Given problem:
Return only this: the line with "Expected: for every instance of the red" and all the lines that follow it below, through the final one, exactly as they are.

Available records:
□ □ □ □ □

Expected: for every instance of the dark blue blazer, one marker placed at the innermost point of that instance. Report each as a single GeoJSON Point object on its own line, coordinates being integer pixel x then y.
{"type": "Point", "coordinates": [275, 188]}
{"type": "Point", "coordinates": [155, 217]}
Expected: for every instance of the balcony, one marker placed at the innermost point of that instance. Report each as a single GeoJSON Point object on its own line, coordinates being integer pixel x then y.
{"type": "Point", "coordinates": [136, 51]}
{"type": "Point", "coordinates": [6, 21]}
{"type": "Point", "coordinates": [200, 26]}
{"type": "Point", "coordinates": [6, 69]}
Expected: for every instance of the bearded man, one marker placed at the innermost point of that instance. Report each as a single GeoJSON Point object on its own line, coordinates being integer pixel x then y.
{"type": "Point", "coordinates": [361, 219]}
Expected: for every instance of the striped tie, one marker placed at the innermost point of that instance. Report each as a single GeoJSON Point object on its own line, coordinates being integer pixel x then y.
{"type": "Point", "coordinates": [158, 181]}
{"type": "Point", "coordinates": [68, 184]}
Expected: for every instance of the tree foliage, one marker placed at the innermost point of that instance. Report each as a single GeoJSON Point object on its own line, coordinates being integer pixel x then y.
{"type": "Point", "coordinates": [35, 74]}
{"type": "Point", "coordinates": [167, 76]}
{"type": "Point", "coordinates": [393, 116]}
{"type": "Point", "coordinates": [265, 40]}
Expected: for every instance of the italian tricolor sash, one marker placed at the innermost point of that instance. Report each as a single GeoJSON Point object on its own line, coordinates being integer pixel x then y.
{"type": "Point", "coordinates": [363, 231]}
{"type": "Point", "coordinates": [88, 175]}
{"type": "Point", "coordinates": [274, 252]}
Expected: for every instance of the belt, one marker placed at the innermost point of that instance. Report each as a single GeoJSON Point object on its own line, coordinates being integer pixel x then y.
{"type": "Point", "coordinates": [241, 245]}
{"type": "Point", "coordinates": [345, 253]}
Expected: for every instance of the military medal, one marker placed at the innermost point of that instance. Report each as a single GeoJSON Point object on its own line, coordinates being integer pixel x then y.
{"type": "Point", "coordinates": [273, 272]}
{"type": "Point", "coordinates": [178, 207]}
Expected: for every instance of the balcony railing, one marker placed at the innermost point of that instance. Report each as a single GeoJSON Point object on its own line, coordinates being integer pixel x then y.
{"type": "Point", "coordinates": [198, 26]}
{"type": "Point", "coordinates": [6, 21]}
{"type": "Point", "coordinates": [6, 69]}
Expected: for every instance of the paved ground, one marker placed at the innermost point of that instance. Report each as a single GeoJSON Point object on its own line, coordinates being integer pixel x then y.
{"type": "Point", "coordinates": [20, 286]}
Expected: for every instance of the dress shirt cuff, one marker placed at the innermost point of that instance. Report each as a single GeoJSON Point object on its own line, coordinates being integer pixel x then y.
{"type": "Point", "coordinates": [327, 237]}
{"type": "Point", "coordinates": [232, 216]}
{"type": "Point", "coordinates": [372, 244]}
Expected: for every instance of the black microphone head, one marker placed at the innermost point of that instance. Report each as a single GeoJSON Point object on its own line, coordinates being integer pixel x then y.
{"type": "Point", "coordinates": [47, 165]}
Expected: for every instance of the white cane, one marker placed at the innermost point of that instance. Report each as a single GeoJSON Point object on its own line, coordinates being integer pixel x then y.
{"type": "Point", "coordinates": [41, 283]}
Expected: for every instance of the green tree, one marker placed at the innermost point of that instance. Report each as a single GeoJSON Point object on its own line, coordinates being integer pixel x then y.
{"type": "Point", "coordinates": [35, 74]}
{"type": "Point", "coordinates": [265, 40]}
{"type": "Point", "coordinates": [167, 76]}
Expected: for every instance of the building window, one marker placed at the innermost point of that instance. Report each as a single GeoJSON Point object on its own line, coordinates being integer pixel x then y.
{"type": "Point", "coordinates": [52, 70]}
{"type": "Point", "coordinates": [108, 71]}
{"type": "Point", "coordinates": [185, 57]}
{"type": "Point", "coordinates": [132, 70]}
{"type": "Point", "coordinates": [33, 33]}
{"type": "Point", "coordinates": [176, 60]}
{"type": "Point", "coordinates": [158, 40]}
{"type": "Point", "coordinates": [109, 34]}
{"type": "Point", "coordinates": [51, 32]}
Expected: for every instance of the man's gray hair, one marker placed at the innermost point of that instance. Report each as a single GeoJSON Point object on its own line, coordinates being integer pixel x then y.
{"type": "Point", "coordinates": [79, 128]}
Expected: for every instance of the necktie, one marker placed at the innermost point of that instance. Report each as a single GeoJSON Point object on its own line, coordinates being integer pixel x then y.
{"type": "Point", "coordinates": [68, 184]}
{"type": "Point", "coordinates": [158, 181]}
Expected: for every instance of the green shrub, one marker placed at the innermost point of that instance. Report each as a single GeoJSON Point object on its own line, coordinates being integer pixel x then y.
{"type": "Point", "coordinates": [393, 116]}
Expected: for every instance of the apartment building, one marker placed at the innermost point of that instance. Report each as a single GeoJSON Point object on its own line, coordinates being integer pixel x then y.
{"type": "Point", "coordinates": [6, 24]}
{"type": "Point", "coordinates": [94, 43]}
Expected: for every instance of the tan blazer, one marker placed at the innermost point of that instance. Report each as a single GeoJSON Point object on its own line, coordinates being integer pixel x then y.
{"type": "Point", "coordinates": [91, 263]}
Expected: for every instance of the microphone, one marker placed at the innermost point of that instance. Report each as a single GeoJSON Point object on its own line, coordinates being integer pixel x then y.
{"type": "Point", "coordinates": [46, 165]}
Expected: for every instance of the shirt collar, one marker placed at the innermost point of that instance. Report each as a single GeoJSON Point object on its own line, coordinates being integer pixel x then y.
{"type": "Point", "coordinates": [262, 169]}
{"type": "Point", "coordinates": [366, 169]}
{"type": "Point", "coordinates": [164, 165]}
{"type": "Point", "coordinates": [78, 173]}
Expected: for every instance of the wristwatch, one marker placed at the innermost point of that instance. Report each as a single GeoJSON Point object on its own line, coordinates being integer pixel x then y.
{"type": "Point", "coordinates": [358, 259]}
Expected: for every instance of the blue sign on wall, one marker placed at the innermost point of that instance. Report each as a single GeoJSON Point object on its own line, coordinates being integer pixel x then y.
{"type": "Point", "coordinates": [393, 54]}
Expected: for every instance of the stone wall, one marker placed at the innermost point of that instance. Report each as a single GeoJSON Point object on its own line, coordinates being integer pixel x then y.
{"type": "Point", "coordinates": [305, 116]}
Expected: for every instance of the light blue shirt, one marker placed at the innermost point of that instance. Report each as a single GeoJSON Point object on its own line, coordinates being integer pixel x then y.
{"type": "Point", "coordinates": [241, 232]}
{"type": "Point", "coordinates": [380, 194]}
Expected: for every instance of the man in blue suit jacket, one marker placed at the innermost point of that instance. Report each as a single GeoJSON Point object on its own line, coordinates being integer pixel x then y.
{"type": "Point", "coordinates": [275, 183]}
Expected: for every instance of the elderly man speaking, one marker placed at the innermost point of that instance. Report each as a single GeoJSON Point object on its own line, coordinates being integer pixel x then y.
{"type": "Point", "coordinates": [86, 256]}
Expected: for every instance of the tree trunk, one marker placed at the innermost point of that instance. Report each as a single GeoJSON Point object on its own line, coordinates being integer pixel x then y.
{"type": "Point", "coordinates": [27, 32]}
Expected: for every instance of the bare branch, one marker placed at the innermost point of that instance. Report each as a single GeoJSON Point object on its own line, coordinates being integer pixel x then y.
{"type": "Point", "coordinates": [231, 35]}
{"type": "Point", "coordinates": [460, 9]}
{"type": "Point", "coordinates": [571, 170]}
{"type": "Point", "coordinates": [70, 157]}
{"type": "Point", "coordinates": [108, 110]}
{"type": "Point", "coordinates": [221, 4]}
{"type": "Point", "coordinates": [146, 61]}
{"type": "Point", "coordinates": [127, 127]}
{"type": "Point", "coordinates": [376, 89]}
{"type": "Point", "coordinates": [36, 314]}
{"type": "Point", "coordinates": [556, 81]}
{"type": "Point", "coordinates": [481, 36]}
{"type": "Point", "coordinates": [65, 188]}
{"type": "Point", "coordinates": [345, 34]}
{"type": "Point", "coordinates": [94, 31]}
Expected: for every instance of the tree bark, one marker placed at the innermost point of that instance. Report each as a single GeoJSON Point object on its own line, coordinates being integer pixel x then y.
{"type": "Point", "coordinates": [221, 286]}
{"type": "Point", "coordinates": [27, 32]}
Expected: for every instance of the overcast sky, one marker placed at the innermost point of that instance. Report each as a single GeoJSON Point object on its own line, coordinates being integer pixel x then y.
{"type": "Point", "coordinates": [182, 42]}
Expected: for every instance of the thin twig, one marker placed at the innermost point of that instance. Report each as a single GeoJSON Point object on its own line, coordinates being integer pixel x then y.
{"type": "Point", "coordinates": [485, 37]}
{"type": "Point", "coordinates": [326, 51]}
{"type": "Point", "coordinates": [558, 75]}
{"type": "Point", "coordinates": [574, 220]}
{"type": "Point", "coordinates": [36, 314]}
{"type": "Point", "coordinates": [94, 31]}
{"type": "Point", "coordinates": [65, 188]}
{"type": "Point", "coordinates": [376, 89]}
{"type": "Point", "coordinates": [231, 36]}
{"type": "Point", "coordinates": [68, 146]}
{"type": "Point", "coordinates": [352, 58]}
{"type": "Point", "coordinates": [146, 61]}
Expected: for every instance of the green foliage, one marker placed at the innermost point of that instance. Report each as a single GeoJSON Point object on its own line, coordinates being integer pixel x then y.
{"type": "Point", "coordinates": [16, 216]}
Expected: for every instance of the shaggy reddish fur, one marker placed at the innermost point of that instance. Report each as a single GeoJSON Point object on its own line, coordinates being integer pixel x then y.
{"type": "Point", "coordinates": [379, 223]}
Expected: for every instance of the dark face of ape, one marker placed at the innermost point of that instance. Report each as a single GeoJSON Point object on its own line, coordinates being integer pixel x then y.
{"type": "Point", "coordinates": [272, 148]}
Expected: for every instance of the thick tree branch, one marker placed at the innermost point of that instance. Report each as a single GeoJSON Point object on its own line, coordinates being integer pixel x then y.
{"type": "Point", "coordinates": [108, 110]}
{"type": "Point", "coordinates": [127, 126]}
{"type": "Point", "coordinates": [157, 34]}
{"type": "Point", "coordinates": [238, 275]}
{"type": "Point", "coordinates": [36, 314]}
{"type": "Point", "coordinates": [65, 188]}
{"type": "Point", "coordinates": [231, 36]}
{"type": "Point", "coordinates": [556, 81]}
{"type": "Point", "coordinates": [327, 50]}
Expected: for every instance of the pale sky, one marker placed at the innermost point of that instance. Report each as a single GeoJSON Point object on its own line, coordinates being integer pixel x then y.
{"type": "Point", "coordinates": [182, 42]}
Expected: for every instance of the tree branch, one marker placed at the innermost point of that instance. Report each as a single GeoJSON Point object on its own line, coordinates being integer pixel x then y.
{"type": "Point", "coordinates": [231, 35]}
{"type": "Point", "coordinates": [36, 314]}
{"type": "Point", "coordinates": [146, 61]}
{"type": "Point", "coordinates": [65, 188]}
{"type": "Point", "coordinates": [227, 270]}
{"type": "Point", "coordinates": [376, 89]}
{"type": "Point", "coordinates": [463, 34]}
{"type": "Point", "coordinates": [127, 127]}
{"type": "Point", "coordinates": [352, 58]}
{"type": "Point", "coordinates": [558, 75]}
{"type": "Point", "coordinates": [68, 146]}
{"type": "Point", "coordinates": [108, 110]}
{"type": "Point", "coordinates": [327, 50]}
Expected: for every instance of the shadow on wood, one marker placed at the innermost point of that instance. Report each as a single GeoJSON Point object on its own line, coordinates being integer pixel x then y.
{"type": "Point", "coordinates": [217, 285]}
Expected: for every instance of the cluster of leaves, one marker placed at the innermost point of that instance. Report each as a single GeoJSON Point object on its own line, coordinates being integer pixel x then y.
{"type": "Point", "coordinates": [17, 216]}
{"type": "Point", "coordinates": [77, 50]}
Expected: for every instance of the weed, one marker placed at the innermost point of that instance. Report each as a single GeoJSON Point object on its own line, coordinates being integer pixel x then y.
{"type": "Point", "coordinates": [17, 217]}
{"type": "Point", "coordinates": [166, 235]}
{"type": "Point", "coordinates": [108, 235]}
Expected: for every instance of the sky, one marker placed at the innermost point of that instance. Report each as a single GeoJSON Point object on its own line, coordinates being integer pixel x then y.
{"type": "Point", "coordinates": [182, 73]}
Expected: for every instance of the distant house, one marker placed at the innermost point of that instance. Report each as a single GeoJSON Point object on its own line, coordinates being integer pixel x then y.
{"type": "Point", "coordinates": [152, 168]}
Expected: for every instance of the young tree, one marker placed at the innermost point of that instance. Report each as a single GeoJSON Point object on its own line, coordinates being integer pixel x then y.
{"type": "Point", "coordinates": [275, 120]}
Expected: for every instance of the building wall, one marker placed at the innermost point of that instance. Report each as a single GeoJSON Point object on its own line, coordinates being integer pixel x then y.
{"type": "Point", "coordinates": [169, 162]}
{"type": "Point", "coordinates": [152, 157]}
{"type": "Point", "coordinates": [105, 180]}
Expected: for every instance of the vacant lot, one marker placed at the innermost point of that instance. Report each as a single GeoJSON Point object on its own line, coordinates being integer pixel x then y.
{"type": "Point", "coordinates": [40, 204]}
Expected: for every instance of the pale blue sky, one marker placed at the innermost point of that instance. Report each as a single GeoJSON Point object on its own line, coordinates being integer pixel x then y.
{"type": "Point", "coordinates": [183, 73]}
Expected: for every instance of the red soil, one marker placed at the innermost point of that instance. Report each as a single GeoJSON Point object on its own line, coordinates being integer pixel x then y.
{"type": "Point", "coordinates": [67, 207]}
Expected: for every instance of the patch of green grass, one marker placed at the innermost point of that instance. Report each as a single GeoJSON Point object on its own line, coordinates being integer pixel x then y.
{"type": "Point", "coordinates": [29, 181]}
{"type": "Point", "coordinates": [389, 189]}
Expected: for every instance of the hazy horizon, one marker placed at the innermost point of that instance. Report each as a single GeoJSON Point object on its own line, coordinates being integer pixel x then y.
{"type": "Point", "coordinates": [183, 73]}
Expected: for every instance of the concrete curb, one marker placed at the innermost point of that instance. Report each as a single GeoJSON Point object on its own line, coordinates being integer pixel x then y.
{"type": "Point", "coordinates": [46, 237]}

□ □ □ □ □

Solution to this problem:
Expected: for every instance of the red soil, one marker placed at the innermost point of that instance. Report each as a single GeoJSON Point object on its own line, coordinates being integer pixel x then y.
{"type": "Point", "coordinates": [67, 207]}
Expected: for every instance of the patch of green grass, one marker placed at the innermost point of that instance. Report each as a single GeoJSON Point object on its own line, coordinates being integer pixel x then y.
{"type": "Point", "coordinates": [29, 181]}
{"type": "Point", "coordinates": [389, 189]}
Expected: for every instance of the hazy horizon, one marker placed at the innermost point of that instance. Report each as a single GeoJSON Point object on its own line, coordinates being integer pixel x then y.
{"type": "Point", "coordinates": [183, 73]}
Expected: for every instance of the concrete curb, one marker placed at the innermost point of that instance. Report each as a single GeoJSON Point object on its own line, coordinates being integer pixel x then y.
{"type": "Point", "coordinates": [46, 237]}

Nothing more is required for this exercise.